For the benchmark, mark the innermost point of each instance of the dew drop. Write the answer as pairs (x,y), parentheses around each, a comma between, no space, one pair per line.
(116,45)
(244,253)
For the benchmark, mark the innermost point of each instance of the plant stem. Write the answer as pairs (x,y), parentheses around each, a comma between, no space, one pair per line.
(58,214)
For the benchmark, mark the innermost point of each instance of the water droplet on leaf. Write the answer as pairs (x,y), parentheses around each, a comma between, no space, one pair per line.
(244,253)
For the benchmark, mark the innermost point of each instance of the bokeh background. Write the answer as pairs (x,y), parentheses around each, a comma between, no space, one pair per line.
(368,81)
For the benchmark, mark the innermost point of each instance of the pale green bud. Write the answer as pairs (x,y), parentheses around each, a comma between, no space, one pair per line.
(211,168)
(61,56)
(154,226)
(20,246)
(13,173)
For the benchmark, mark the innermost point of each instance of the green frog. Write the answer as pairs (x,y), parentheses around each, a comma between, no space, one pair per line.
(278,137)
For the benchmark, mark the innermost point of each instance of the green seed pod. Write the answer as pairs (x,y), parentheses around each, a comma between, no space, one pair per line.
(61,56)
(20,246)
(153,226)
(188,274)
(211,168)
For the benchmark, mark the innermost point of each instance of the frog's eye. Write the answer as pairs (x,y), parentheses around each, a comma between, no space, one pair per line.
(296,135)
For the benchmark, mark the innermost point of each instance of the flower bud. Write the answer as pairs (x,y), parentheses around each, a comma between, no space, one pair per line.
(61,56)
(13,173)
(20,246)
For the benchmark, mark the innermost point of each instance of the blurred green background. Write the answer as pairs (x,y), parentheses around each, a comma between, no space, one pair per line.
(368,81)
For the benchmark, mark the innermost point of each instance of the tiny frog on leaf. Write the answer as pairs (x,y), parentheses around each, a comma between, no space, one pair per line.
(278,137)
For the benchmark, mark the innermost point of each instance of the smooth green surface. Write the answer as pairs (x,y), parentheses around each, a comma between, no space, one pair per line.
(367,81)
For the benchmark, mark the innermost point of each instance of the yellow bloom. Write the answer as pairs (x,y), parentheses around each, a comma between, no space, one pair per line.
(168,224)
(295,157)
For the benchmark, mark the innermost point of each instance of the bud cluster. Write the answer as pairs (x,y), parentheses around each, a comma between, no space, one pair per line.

__Goal__: Rewrite all the items above, putting "central point" wherever "innermost point" occurs and keeping everything else the same.

__Written solution__:
For the benchmark, mark the central point of each instance of the dew drop. Write the answer as pairs (x,y), parentheses around each, a comma between, no space, one pair per line.
(116,45)
(244,253)
For the benchmark, mark the central point of each instance of the plant stem. Write the answer as pairs (x,y), parentheses around each, a comma between, no space, one pair per line.
(58,214)
For the benchmark, mark the central point of each instance of the water droplet on leaf. Write the answer as pairs (x,y), parentheses around each, a comma between, no space, one pair per line.
(244,253)
For the benchmark, mark the central point of each instance of the bokeh background. Write the answer as pairs (x,y), parentheses around each, a comma between, no space, one pair per line.
(368,81)
For the benchmark, mark the central point of each instance of the pale green bud. Write the answer as pairs (x,y), parentheses around each, a comma between, no space, one pair per line.
(211,168)
(61,56)
(154,226)
(20,246)
(13,173)
For the benchmark, mark the central point of each instance of the green frog. Write the answer as pairs (x,y), parentheses around each, a comma between, no space, one pair per line.
(278,137)
For the benchmark, mark the central point of each instance of the green seed pod. Write the answer as pairs (x,y), parentheses around each, a comma between, no space, one pair per line.
(61,56)
(20,246)
(153,226)
(188,274)
(211,168)
For the benchmark, mark the central point of each instance of the frog's eye. Write the answer as pairs (x,y), parentheses around each, a comma between, no space, one pair per line.
(296,135)
For the benchmark, mark the central point of each instance of the flower bud. Write the answer as pairs (x,y), parentheses around each, a comma between, no space, one pair per line.
(61,56)
(13,173)
(20,246)
For the benchmark, mark the central point of each instance of the blurred green background. Write the answer as pairs (x,y), parentheses around each, a comma between, no space, one pair per line.
(368,81)
For the benchmark, mark the central point of each instance of the tiny frog on leaf. Write the answer as pairs (x,y), parentheses around each, a comma between, no space, one pair per line.
(278,137)
For the benchmark, mark the central point of each instance of the smooth green surface. Write the answer as pairs (x,y), parentheses around each, a comma between, no space, one pair per line.
(367,81)
For the benchmark, mark the central point of each instance of the yellow bloom. Write the answer as pairs (x,y), parentheses around each, a comma between, no space, one pair per line.
(168,224)
(295,157)
For the benchmark, mark the central point of each instance of the bud cluster. Write the answer as pairs (x,y), parentheses around each, a comma between, no space, one pair per line.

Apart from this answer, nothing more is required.